## begin
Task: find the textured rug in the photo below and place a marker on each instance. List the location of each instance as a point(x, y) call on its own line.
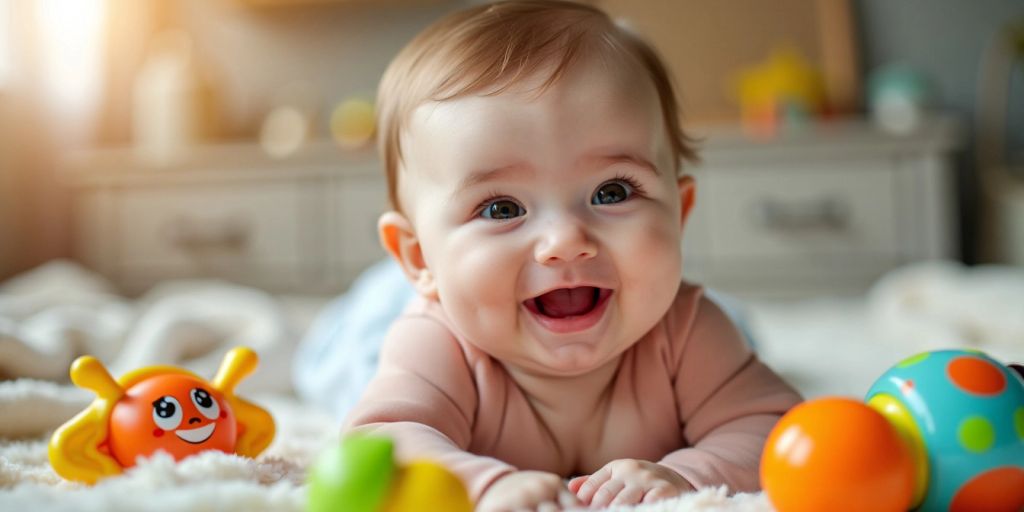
point(30, 410)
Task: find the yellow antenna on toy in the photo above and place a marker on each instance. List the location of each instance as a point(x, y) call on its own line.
point(88, 373)
point(238, 364)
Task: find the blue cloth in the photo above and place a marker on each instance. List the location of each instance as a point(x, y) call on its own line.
point(339, 353)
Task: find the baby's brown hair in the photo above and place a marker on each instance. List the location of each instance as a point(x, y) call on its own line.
point(488, 48)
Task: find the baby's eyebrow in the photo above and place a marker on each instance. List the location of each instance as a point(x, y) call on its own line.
point(484, 175)
point(629, 158)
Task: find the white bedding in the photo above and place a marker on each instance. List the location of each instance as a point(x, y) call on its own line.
point(822, 346)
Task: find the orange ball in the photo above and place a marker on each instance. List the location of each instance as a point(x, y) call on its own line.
point(174, 413)
point(837, 455)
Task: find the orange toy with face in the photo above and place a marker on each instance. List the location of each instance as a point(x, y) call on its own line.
point(158, 409)
point(175, 413)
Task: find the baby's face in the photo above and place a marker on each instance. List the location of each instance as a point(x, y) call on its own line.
point(551, 224)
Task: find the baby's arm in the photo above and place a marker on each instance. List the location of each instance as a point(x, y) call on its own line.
point(728, 401)
point(424, 397)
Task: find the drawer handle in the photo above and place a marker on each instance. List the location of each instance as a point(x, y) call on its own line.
point(828, 214)
point(192, 236)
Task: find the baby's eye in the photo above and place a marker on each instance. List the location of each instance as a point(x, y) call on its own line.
point(611, 192)
point(502, 209)
point(205, 403)
point(167, 413)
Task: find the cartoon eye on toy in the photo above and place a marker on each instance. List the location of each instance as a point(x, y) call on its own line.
point(158, 409)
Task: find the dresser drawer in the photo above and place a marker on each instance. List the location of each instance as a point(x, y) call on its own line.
point(242, 231)
point(830, 211)
point(359, 202)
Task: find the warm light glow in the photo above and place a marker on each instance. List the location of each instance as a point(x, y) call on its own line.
point(70, 31)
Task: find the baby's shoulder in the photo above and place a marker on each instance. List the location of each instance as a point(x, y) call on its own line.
point(423, 325)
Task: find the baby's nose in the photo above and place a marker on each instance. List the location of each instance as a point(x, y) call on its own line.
point(564, 242)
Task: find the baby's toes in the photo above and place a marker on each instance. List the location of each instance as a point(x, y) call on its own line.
point(630, 496)
point(659, 493)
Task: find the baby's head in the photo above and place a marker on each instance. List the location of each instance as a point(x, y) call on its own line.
point(532, 152)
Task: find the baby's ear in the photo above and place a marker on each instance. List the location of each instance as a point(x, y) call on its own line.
point(399, 240)
point(687, 196)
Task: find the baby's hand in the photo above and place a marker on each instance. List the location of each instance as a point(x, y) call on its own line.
point(526, 491)
point(628, 481)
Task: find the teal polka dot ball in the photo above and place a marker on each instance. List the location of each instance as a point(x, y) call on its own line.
point(962, 414)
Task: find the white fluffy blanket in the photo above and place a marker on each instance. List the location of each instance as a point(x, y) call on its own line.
point(54, 313)
point(212, 480)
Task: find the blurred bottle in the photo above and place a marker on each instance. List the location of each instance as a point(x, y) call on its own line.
point(168, 100)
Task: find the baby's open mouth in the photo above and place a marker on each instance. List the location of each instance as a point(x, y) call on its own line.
point(566, 302)
point(196, 435)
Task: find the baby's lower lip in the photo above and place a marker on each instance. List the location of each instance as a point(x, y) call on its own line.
point(573, 324)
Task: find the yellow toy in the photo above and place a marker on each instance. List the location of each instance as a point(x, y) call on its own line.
point(154, 409)
point(359, 475)
point(784, 89)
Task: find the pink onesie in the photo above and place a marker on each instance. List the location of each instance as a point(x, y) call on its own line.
point(689, 394)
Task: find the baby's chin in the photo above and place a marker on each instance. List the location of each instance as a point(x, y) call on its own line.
point(570, 359)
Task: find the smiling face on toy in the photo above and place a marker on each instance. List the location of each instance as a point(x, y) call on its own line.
point(175, 413)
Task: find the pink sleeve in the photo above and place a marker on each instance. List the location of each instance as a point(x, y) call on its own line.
point(728, 400)
point(424, 397)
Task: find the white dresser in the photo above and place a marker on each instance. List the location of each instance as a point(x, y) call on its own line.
point(826, 210)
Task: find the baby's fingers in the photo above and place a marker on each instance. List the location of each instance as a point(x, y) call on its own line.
point(577, 482)
point(631, 495)
point(607, 493)
point(593, 482)
point(659, 493)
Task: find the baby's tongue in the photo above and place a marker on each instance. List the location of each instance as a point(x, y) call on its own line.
point(566, 302)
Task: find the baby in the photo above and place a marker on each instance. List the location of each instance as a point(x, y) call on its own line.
point(534, 159)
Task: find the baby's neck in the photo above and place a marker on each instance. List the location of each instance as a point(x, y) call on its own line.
point(567, 394)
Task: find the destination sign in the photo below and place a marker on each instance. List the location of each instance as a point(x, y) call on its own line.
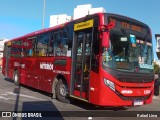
point(83, 25)
point(127, 25)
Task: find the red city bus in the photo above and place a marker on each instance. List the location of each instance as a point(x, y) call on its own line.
point(104, 59)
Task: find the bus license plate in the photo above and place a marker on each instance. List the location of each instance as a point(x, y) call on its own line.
point(138, 102)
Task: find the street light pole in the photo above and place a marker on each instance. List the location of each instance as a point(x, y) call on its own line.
point(43, 16)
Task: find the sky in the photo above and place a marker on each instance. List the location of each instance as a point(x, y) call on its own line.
point(19, 17)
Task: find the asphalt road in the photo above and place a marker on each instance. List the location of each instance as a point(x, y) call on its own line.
point(27, 100)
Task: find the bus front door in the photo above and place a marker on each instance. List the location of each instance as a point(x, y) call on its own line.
point(81, 62)
point(7, 56)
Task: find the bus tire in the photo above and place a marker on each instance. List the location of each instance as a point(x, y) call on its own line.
point(62, 91)
point(16, 78)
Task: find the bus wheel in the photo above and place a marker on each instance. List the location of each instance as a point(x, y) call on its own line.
point(16, 78)
point(62, 92)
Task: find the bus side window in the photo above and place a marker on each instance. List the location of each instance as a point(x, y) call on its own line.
point(60, 46)
point(95, 53)
point(50, 49)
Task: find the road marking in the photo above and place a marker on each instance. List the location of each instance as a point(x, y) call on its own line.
point(27, 96)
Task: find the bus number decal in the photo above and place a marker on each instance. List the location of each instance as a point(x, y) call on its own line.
point(83, 25)
point(46, 66)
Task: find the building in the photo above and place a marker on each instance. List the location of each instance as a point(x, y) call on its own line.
point(79, 11)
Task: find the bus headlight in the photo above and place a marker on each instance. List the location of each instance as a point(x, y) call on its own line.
point(109, 84)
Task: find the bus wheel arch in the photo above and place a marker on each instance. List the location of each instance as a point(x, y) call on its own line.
point(61, 89)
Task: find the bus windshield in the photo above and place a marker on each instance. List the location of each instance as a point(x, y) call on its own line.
point(129, 51)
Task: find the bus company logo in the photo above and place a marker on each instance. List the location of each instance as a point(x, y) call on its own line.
point(46, 66)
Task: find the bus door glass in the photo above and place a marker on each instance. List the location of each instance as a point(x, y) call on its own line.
point(7, 55)
point(81, 63)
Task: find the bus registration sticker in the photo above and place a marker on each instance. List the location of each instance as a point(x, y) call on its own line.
point(138, 102)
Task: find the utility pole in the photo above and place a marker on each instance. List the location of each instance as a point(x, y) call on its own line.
point(43, 16)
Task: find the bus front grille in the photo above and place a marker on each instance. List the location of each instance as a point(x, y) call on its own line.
point(128, 98)
point(135, 80)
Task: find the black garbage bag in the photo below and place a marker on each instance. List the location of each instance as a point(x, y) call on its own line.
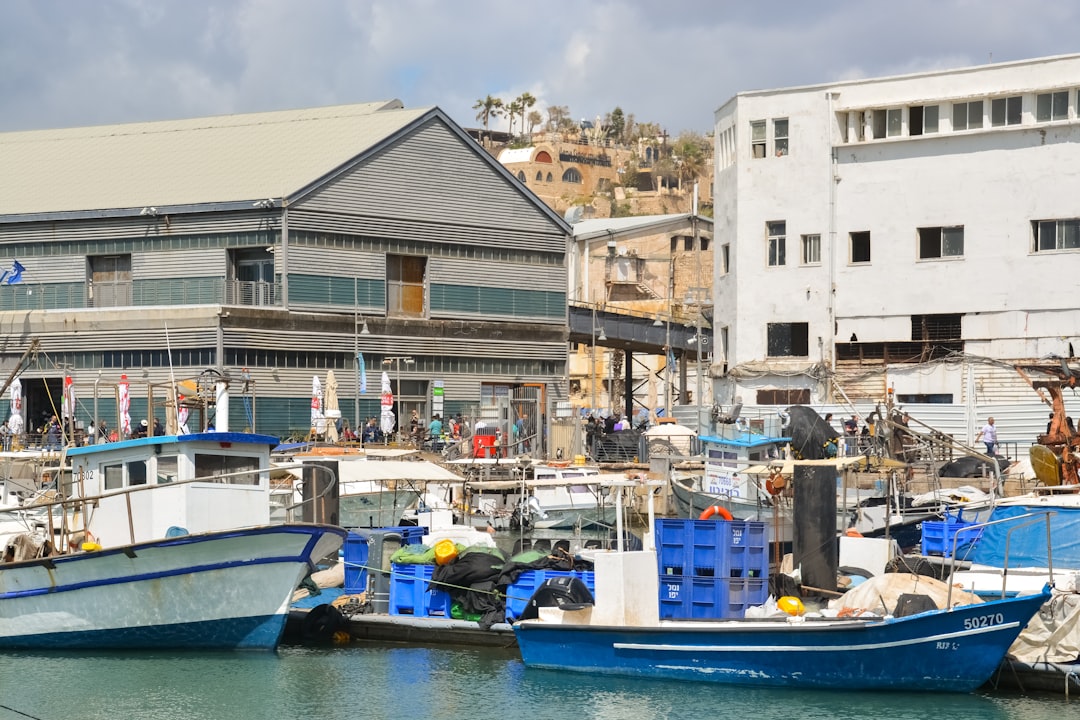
point(470, 580)
point(812, 438)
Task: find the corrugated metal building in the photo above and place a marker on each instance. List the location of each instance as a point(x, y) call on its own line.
point(282, 243)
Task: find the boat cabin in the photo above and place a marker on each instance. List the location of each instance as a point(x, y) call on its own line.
point(736, 447)
point(152, 487)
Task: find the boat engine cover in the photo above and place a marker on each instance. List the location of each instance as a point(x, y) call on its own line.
point(565, 593)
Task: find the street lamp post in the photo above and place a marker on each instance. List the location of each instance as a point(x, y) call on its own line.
point(355, 348)
point(592, 372)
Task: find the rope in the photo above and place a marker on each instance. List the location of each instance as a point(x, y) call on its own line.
point(443, 584)
point(25, 715)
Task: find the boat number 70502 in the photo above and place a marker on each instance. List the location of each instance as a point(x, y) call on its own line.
point(983, 621)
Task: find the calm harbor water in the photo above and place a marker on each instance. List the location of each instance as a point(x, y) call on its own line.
point(426, 683)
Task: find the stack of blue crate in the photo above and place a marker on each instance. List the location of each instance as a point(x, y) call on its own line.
point(410, 593)
point(711, 569)
point(937, 537)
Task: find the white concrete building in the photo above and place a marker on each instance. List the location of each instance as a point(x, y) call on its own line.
point(917, 233)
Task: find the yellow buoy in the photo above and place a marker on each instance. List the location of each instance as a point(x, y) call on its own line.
point(445, 551)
## end
- PROBLEM DETAILS
Reproduce the lines above verbatim, from the line containing "Task: find the sky" through the line containing "point(62, 92)", both included.

- RESPONSE TO THE TASK
Task: find the sky in the photo above and place a marker on each instance. List the location of each instance as a point(x, y) call on its own line.
point(19, 17)
Task: find the asphalt road in the photo above and place a marker on each instance. List the location of each instance as a point(x, y) call on its own line.
point(27, 100)
Task: find the bus front door in the photo above and place a marker on each instance. List the location of each instance as a point(x, y) call on its own line.
point(81, 62)
point(7, 56)
Task: find the bus tire in the photo above and place a marker on each instance. List the location of each instance as a point(x, y) call on its own line.
point(62, 91)
point(16, 78)
Task: find the bus wheel in the photo above and place a marker on each instance. List the location of each instance as a point(x, y) call on its own line.
point(16, 78)
point(62, 92)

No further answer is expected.